/---

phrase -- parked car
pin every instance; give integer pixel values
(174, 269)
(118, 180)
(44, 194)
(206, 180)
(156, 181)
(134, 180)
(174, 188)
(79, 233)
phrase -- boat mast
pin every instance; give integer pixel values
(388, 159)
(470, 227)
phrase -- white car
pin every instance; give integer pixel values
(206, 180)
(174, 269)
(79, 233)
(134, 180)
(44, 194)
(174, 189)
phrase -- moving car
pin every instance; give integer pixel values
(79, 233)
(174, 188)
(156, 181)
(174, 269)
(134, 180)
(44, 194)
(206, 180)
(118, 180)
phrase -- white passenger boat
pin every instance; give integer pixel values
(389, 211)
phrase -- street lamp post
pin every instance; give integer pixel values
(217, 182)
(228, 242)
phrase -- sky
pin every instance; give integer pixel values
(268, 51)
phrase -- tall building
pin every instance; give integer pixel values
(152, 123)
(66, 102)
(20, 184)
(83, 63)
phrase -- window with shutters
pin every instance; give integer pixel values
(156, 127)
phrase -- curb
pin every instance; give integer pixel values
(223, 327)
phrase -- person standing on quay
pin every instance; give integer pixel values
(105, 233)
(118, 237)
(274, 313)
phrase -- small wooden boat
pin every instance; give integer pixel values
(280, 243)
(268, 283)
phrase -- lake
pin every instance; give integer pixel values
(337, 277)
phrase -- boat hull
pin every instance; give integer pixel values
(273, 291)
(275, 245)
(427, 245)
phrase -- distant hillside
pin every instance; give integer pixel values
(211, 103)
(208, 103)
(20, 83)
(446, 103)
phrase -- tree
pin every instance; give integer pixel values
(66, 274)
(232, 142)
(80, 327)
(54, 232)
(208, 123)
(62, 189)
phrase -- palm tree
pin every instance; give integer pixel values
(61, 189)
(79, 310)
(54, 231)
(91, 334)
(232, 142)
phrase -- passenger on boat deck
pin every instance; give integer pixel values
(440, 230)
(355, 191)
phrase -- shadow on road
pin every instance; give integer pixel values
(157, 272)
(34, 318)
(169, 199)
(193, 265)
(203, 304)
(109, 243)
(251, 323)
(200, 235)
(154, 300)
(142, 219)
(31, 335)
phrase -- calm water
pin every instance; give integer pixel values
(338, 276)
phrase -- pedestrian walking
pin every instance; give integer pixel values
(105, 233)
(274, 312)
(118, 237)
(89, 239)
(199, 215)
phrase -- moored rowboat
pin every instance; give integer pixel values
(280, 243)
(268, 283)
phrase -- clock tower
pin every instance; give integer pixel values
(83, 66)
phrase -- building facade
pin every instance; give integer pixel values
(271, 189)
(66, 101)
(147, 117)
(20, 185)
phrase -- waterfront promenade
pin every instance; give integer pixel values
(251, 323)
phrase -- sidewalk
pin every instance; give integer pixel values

\---
/---

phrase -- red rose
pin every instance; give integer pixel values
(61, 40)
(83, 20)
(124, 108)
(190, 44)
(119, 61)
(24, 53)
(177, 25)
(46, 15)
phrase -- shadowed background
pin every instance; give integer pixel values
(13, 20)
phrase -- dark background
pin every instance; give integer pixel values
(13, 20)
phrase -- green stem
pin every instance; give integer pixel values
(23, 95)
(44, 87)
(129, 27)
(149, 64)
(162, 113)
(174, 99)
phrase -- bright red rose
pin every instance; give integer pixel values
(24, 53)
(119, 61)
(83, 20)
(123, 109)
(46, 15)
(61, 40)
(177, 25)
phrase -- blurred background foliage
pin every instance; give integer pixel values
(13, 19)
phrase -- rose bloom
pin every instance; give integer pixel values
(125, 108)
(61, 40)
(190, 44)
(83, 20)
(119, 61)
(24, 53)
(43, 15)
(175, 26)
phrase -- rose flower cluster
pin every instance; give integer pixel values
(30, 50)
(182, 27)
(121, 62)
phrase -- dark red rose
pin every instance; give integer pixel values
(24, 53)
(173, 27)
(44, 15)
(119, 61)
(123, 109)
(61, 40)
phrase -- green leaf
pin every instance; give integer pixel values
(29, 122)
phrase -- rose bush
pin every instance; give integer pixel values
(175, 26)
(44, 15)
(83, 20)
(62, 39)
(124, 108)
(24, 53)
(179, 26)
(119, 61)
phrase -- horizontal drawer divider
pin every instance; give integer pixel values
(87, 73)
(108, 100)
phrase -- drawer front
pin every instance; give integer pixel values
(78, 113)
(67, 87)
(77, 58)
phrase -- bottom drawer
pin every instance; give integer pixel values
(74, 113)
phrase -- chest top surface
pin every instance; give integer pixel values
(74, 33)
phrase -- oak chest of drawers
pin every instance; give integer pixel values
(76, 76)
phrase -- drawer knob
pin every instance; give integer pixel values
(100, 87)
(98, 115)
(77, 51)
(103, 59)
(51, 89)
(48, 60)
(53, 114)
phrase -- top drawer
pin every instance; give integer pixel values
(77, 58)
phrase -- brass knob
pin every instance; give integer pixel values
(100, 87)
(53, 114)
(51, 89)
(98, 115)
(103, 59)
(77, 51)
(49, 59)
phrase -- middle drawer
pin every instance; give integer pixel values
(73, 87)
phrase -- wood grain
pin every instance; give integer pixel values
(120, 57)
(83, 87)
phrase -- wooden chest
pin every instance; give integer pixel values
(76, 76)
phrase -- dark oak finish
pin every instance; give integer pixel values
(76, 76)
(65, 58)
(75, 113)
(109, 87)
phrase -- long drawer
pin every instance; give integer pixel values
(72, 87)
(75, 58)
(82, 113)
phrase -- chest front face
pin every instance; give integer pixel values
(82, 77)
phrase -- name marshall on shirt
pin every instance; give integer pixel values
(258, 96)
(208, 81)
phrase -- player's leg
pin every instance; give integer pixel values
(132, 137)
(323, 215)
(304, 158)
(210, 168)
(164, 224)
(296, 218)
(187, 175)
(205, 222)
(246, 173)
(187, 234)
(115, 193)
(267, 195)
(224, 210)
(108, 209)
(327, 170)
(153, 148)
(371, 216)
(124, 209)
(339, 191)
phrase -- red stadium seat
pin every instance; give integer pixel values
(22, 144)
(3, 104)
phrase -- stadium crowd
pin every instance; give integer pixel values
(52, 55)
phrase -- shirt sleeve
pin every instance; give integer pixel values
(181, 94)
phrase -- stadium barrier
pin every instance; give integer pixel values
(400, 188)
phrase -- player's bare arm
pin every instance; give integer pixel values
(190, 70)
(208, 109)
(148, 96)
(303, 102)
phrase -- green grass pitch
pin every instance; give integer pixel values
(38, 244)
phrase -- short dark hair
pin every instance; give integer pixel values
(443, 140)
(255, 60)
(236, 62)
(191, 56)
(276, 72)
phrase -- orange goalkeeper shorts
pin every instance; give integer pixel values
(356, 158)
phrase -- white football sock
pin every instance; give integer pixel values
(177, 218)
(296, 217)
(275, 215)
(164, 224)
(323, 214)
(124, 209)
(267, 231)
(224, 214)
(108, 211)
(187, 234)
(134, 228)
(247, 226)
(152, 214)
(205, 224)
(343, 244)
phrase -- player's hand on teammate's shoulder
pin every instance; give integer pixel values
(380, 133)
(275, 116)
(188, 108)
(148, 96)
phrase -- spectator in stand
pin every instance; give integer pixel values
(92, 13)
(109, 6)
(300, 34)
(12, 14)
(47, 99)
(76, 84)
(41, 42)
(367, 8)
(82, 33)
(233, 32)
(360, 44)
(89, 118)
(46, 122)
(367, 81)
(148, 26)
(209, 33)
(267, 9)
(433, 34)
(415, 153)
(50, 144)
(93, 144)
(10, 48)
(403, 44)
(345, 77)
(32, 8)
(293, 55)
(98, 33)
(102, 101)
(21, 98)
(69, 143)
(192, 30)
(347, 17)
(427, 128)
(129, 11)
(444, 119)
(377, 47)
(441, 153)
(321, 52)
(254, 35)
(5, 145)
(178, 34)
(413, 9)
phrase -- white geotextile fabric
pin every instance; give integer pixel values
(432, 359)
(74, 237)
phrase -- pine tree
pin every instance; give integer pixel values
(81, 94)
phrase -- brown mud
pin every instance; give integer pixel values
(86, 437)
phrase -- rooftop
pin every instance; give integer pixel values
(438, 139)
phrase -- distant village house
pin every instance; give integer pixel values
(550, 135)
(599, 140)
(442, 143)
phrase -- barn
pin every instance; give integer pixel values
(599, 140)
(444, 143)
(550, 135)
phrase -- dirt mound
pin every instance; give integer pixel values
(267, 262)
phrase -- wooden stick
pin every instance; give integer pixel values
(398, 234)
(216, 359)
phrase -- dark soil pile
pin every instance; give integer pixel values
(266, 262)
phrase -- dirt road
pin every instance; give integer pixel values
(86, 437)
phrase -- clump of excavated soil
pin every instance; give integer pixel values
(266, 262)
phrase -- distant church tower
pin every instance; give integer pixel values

\---
/---

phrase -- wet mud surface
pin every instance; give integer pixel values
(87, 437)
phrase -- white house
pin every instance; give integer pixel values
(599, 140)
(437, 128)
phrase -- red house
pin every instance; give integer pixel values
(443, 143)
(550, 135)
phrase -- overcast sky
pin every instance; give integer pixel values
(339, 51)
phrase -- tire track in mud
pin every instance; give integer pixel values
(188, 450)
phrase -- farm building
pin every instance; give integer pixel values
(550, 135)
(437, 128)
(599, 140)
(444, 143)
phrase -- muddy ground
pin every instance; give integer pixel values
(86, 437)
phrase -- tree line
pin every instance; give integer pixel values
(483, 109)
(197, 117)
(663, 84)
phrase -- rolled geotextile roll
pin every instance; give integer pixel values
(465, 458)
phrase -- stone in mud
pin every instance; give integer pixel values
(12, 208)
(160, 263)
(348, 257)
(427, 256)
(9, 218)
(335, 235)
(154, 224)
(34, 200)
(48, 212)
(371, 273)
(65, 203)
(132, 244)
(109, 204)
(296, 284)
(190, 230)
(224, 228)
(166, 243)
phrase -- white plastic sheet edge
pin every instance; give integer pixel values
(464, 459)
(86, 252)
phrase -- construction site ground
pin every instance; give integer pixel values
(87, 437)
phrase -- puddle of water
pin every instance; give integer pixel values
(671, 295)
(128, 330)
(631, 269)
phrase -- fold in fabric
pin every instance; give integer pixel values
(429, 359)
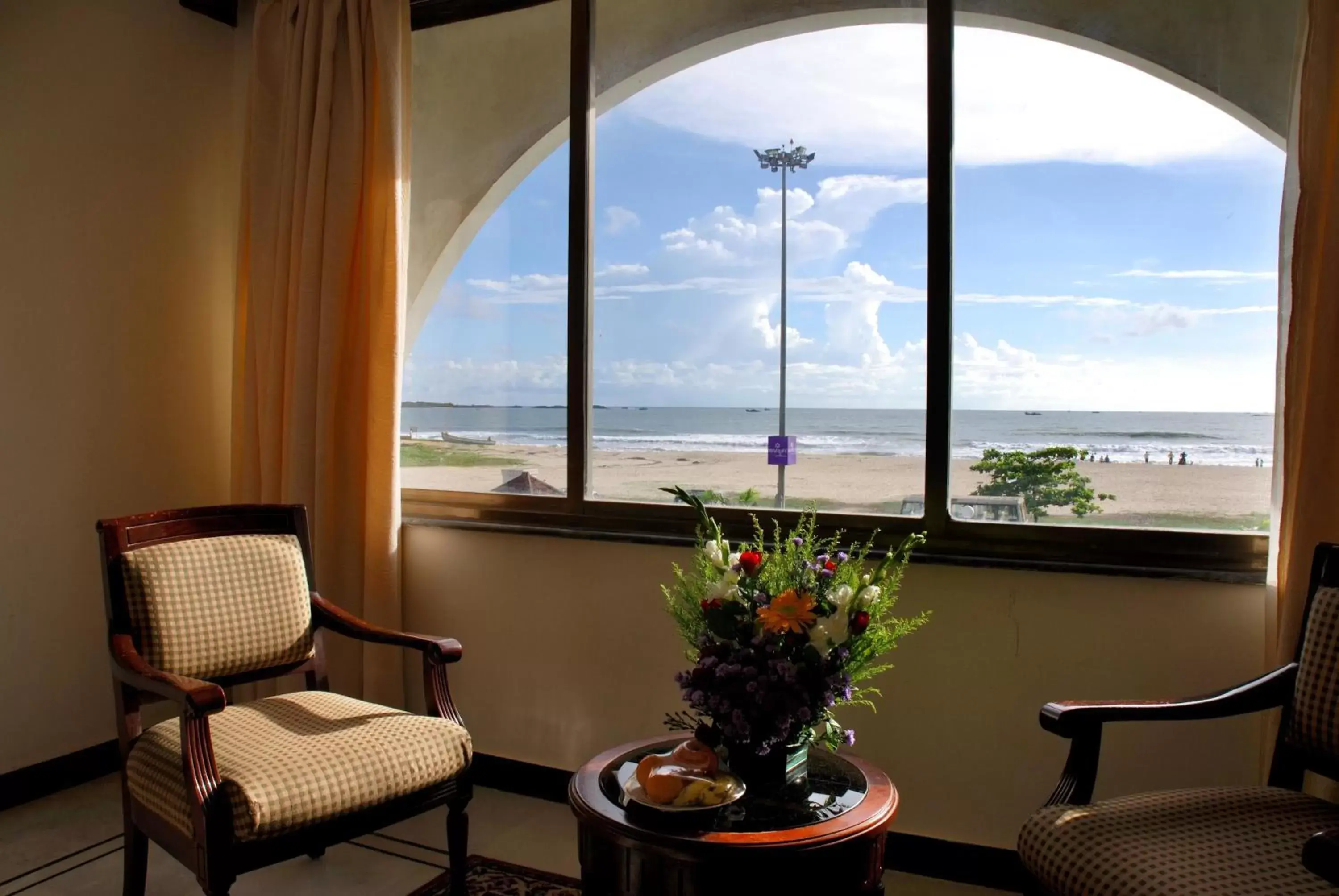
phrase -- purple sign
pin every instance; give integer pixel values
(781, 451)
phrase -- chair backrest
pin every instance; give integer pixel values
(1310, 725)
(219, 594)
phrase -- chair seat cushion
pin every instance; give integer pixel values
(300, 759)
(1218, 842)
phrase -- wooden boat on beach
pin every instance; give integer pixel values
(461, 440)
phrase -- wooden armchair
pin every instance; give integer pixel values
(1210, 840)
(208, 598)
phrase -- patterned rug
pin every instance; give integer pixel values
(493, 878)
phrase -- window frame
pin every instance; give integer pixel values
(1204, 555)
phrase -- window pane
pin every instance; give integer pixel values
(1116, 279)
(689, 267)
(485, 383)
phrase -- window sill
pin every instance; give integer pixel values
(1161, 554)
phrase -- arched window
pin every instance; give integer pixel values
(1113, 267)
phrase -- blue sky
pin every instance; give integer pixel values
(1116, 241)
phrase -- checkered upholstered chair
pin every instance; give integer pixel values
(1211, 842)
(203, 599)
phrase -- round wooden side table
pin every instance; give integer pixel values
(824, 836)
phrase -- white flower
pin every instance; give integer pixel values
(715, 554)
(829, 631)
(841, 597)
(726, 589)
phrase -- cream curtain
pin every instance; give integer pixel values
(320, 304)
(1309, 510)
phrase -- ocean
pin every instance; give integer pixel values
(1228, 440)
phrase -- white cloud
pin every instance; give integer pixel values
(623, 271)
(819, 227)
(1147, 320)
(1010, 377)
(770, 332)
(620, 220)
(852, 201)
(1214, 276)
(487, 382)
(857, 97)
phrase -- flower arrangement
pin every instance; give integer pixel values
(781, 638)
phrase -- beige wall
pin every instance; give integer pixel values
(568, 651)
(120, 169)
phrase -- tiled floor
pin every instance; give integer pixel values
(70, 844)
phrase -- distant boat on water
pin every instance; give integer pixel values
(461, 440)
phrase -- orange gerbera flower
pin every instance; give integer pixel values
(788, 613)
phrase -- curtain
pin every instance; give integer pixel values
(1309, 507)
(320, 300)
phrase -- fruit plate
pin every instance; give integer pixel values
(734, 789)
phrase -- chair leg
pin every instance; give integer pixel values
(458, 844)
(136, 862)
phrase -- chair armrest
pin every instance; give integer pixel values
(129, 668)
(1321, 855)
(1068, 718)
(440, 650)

\---

WHAT YOU SHOULD DO
Pull together every row above that contains the word "chest", copying each one in full.

OUTPUT FOR THIS TASK
phrase -- chest top surface
phrase -- oak chest of drawers
phrase -- wooden chest
phrase -- chest front face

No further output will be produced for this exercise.